[Start of MATERIAL FOR THE TASK]
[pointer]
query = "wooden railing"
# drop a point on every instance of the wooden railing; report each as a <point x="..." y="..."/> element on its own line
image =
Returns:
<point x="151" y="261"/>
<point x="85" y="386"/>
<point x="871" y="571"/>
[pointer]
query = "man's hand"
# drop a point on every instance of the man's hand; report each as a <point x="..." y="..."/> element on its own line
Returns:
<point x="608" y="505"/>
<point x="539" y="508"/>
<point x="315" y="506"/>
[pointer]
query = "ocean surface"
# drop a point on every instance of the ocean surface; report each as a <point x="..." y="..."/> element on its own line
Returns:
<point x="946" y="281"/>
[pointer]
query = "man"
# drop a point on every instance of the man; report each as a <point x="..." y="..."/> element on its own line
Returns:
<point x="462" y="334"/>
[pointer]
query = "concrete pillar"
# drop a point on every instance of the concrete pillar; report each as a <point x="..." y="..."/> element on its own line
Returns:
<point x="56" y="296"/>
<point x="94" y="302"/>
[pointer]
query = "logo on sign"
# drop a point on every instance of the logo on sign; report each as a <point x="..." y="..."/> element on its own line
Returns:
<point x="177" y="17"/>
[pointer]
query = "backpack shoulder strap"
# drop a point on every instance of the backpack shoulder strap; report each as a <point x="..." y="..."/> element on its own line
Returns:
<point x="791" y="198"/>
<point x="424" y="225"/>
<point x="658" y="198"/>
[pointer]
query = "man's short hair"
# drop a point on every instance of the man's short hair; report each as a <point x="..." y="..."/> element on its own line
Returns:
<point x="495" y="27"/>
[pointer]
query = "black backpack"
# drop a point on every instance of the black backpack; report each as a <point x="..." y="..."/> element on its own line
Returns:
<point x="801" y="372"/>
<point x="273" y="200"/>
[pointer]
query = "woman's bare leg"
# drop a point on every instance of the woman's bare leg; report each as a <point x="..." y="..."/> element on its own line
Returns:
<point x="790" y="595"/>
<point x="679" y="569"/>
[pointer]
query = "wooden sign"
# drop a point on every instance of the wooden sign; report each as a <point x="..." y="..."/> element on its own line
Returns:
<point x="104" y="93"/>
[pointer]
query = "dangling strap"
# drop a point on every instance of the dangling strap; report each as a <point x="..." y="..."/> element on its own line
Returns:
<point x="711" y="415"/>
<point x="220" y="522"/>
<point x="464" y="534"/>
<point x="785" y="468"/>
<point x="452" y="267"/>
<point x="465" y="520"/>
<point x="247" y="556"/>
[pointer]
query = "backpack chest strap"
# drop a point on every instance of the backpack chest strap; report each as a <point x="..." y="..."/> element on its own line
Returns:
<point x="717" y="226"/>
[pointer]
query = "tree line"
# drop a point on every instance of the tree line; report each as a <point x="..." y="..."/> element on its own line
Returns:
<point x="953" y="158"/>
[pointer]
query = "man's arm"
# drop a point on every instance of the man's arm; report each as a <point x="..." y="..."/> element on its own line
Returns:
[End of MATERIAL FOR THE TASK]
Repeat the data exactly. Leave nothing out.

[pointer]
query = "wooden railing"
# drop a point on every instance of the wooden railing; report each as a <point x="..." y="..."/> element on its own line
image =
Returns:
<point x="151" y="261"/>
<point x="85" y="386"/>
<point x="871" y="571"/>
[pointer]
query = "man's hand"
# drop a point on every instance of the man's hand; report each as a <point x="..." y="..."/> element on its own line
Returns:
<point x="608" y="505"/>
<point x="539" y="508"/>
<point x="315" y="506"/>
[pointer]
query = "ocean surface"
# drop a point on every instance of the ocean surface; report each as a <point x="..." y="..."/> element on its own line
Returns:
<point x="946" y="281"/>
[pointer]
query = "man"
# drop a point on every instance of the man; report each as a <point x="..." y="..."/> element on its own line
Returns:
<point x="462" y="334"/>
[pointer]
query = "concrete pillar"
# drop a point on every instance of the concrete pillar; report each as a <point x="..." y="..."/> element on its own line
Returns:
<point x="56" y="296"/>
<point x="94" y="302"/>
[pointer]
query = "logo on sign"
# drop a point on every instance of the logo on sign; report each as a <point x="..." y="..."/> element on its own line
Returns:
<point x="177" y="17"/>
[pointer]
query = "backpack shoulder strap"
# drop a point on every instance of the backpack shoulder strap; report each as a <point x="..." y="..."/> element on its own line
Returns:
<point x="791" y="198"/>
<point x="424" y="225"/>
<point x="658" y="198"/>
[pointer]
query = "man's short hair"
# drop a point on every instance of the man's short hair; report each as a <point x="..." y="..."/> element on its own line
Returns:
<point x="495" y="27"/>
[pointer]
query = "black backpack"
# drop a point on every instance of the black backpack; report each as a <point x="..." y="..."/> element on its own line
Returns:
<point x="801" y="372"/>
<point x="273" y="200"/>
[pointer]
query = "woman's bare leg"
# drop a point on every instance of the woman's bare leg; report each as a <point x="..." y="..."/> element on its own line
Returns:
<point x="790" y="595"/>
<point x="679" y="569"/>
[pointer]
query = "wooden sign"
# drop a point on every instance of the wooden sign; report each as a <point x="..." y="..."/> element on its own line
Returns:
<point x="104" y="93"/>
[pointer]
query = "dangling strap"
# drop a point on every instance of the dangling strap; report each as a <point x="..." y="..."/> element on its own line
Returns:
<point x="711" y="415"/>
<point x="220" y="522"/>
<point x="464" y="534"/>
<point x="785" y="468"/>
<point x="452" y="267"/>
<point x="465" y="520"/>
<point x="247" y="556"/>
[pointer]
query = "backpack chest strap"
# drop a point on every instance of the backpack chest strap; report each as a <point x="..." y="..."/> element on its own line
Returns:
<point x="717" y="226"/>
[pointer]
query = "tree line"
# drop a point on every instance of the tree line; report each as a <point x="..." y="..."/> element on its own line
Returns:
<point x="953" y="158"/>
[pointer]
query = "man's arm"
# drop a point on every instance of the man's arm; report each as a <point x="..." y="..."/> element on its own line
Returns:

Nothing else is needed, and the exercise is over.